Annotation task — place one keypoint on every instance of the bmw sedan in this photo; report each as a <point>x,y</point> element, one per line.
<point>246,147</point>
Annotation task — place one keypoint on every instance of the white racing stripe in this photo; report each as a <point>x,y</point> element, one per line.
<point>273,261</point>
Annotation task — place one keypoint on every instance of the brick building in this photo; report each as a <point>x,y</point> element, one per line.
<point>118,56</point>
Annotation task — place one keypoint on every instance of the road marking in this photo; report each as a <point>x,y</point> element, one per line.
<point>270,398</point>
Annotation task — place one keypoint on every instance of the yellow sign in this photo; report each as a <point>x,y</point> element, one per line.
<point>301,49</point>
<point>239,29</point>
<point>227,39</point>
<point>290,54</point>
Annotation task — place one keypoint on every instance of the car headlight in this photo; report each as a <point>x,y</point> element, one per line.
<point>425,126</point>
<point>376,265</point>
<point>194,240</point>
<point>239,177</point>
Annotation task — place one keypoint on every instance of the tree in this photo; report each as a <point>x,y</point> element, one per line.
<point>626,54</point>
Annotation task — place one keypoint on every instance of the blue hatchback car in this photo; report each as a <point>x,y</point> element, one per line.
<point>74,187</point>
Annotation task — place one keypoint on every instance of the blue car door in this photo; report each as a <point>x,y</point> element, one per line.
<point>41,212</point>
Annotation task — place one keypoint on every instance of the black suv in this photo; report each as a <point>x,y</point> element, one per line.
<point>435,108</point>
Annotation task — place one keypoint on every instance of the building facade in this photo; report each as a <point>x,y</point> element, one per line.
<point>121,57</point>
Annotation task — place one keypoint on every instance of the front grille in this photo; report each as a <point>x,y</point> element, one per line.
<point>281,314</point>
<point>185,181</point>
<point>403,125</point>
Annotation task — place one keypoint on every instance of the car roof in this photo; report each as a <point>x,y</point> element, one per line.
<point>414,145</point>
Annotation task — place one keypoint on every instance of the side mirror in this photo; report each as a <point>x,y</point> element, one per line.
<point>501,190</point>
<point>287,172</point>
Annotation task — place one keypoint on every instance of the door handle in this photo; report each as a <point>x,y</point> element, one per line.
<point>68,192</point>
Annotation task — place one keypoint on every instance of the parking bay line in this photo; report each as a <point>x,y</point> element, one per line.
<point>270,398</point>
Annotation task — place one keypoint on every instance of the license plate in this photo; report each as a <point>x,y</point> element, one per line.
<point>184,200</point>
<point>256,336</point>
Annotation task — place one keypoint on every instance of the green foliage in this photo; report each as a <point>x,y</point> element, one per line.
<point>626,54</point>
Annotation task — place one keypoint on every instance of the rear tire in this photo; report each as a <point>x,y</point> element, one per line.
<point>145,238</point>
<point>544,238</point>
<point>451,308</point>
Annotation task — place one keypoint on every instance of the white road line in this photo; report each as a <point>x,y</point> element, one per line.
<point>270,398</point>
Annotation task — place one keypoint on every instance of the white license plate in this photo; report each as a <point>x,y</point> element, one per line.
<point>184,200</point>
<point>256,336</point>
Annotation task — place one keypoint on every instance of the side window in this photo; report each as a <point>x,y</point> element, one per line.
··········
▶ _WORK TO BE COMPLETED_
Can you rewrite the data from its first line up to and including the line containing "<point>239,177</point>", keeping every line in that span, and multiply each point coordinate by 2.45, rounding to whole numbers with halves rounded up?

▶ _FULL SOLUTION_
Annotation task — place one keypoint on every instance of the bmw sedan in this photo; report each as a <point>x,y</point> element, one per line.
<point>603,360</point>
Annotation task — place one keypoint on every instance of the white racing stripe in this photo; report each as a <point>x,y</point> element, one per line.
<point>669,639</point>
Annotation task — place one keypoint on every instance of the brick building in this photo; report each as a <point>x,y</point> element, one per line.
<point>289,137</point>
Annotation task — place one keypoint on every instance of the road marking in this photo; report each as a <point>x,y</point> element, one per line.
<point>662,975</point>
Annotation task — place one keypoint on every instance of the yellow sign in this photo; report each as a <point>x,y</point> element, one per line.
<point>737,120</point>
<point>586,71</point>
<point>556,96</point>
<point>711,132</point>
Annotation task — place one keypoint on every instance of the car headlight in this photo; report each as a <point>x,y</point> element, one per line.
<point>1041,309</point>
<point>921,649</point>
<point>475,588</point>
<point>586,434</point>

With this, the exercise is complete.